## Estratto del testo
▬▬▬

Un territorio che non è attraversato da grandi infrastrutture e per questo viene immaginato spesso come posto al margine, che mantiene la “porosità” di un tessuto non fortemente gerarchizzato. Composto da un insieme diffuso di centri urbani, ha, non solo nell’immaginario collettivo, una struttura “lenticolare”, assomiglia ad un arcipelago di isole ciascuna con una propria autonomia ed una propria storia, costantemente alla ricerca di una propria identità. E’ anche un territorio nel quale è possibile riconosce differenti “ecologie”, differenti rapporti cioé tra la società, i modi di abitare ed i caratteri specifici dei luoghi. La stessa struttura produttiva ed i suoi recenti sviluppi, il formarsi di distretti o, comunque, di aree di relativa specializzazione, accentuano questa immagine che anche la localizzazione di attrezzature pubbliche, scolastiche, sportive ed ospedaliere, contribuisce a rafforzare.

▬▬▬

## Dati registrati
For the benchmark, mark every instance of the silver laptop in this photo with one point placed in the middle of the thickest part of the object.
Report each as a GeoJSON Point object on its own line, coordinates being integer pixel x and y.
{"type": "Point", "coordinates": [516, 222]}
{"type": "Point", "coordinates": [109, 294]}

▬▬▬

## Compito da svolgere
Prosegui il brano sul territorio dai molti centri urbani, ripartendo subito dopo la sua ultima frase.

## Risposta fornita
Un territorio lontano, luogo estremo lanciato nell’oriente mediterraneo (o, di contro, la più occidentale delle terre orientali), punta del tacco dello stivale, territorio a cul de sac, dove finiscono le strade, dove le reti e l’infrastrutturazione si assottigliano e si fermano. Un’immagine, questa ed una condizione che hanno fortemente caratterizzato la natura del paesaggio salentino e la storia della sua umanizzazione, ove il confine, alla luce di un pensiero meridiano, non è il luogo dove il mondo finisce, ma dove i diversi si toccano.
Si potrebbe provare a rileggere questa posizione lontana come una peculiarità, una ricchezza da tutelare, si potrebbe “ri-guardare i luoghi, nel duplice senso di aver riguardo per loro e tornare a guardarli” (Cassano, 1996).
Queste ed altre immagini del territorio salentino hanno differenti matrici storiche ed hanno compiuto diversi percorsi evolutivi; nel tempo si sono modificate, si sono ridotte ed impoverite od ulteriormente articolate. Esse propongono al piano anche differenti problemi; facendo riferimento a risorse fortemente differenziate, propongono anche differenti progetti possibili.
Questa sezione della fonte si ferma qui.